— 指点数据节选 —
* * *
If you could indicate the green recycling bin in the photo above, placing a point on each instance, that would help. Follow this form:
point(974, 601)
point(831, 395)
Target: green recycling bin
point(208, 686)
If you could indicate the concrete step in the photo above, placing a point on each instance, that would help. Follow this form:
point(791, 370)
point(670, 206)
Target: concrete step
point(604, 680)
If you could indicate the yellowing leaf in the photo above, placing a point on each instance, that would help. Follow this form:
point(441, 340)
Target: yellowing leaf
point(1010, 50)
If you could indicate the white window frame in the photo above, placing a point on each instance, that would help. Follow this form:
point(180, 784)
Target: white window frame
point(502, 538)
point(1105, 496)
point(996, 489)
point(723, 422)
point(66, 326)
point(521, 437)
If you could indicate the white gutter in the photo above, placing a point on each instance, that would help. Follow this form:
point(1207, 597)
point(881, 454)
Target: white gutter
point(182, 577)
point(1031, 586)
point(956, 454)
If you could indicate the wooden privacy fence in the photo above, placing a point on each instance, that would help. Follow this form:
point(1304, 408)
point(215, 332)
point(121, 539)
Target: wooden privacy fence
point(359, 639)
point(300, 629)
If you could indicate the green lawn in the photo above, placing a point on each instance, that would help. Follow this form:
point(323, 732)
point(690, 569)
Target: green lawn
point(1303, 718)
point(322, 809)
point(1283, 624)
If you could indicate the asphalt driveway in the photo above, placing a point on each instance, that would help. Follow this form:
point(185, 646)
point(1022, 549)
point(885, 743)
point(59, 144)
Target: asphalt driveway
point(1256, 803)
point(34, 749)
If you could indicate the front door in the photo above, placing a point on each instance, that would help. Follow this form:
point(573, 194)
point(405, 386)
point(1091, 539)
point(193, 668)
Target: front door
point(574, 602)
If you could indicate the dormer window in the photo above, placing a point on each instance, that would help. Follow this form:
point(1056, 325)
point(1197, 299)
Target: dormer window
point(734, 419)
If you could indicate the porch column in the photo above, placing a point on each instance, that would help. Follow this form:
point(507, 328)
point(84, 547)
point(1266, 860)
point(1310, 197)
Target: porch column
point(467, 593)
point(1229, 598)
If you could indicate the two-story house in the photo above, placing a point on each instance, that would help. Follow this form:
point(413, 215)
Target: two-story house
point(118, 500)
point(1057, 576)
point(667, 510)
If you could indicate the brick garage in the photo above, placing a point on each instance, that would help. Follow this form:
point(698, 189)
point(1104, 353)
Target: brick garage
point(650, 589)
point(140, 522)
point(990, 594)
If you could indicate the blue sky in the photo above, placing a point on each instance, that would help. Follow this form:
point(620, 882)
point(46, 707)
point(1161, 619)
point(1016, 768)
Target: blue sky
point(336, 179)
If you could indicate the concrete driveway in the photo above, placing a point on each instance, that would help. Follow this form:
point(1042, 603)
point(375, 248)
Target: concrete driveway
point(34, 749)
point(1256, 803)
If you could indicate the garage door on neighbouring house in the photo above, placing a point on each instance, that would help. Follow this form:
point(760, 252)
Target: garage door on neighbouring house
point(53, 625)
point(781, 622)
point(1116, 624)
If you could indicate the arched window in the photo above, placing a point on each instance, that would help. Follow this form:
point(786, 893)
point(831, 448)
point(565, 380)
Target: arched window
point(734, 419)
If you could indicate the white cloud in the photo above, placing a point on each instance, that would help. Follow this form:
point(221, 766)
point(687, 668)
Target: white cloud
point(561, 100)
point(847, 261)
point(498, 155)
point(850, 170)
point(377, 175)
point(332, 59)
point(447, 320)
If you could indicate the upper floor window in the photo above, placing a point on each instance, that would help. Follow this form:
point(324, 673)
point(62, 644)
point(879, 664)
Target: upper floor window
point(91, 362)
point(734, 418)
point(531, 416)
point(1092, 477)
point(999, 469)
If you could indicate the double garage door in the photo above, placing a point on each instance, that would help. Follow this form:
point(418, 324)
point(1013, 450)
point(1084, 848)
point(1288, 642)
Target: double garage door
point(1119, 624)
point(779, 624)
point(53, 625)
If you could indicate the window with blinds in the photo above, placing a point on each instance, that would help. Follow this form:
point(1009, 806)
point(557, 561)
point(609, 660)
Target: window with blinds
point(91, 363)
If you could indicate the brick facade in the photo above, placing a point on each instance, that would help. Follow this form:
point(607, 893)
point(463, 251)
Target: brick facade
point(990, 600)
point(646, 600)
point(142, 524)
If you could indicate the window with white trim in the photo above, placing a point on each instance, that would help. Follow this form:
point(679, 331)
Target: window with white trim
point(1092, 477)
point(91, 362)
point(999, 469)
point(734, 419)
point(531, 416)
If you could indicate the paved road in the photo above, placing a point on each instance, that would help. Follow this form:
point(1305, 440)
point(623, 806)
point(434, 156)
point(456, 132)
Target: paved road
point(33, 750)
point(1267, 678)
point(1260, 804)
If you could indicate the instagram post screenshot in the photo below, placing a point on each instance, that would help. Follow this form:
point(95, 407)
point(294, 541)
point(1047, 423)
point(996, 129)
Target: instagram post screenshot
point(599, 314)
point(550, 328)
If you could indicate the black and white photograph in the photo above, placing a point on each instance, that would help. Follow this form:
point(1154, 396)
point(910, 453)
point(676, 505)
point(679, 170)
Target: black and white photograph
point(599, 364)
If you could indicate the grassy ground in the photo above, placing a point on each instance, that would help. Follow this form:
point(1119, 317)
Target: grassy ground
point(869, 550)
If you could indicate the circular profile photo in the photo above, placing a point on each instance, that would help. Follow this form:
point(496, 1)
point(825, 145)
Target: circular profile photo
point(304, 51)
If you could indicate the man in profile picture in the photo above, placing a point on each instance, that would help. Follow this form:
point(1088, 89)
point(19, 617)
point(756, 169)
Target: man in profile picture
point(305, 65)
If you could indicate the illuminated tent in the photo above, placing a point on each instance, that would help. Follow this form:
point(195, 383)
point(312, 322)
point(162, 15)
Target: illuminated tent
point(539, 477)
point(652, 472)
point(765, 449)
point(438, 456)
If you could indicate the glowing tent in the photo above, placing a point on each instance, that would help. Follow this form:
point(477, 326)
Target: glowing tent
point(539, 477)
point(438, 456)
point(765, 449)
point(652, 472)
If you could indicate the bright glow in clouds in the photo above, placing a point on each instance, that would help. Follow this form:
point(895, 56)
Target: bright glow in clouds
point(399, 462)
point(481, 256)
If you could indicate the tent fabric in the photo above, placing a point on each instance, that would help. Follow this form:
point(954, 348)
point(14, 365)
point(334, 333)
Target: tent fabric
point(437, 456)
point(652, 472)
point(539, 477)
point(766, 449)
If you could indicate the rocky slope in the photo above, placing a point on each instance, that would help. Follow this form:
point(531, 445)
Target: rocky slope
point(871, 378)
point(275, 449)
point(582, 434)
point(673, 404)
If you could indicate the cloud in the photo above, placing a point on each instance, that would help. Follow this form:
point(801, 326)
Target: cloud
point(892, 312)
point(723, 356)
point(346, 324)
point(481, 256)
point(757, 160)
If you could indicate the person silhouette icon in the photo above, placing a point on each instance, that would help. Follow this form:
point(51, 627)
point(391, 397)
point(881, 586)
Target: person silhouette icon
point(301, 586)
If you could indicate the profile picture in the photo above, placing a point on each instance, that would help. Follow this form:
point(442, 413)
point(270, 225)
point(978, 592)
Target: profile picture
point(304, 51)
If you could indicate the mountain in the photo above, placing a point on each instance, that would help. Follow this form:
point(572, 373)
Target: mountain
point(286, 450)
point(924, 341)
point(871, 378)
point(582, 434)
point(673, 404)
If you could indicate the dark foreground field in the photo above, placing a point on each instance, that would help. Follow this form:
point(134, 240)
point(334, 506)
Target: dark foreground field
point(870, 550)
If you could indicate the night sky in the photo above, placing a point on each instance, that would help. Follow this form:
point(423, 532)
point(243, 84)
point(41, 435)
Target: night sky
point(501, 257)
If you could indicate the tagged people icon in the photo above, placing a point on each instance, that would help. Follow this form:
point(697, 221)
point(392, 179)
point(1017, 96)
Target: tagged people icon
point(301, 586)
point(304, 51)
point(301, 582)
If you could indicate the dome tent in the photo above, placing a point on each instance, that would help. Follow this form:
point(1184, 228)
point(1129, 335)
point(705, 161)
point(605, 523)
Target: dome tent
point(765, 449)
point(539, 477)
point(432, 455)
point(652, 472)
* * *
— 要求 —
把上面从含有“If you could indicate the front”的那一行一直到含有“point(574, 602)”的那一行原样抄写出来，首尾两行都要包括。

— 输出如下 —
If you could indicate the front door in the photo above, placing a point on each instance, that would help. Follow this form:
point(573, 194)
point(405, 386)
point(1091, 539)
point(193, 668)
Target: front door
point(574, 602)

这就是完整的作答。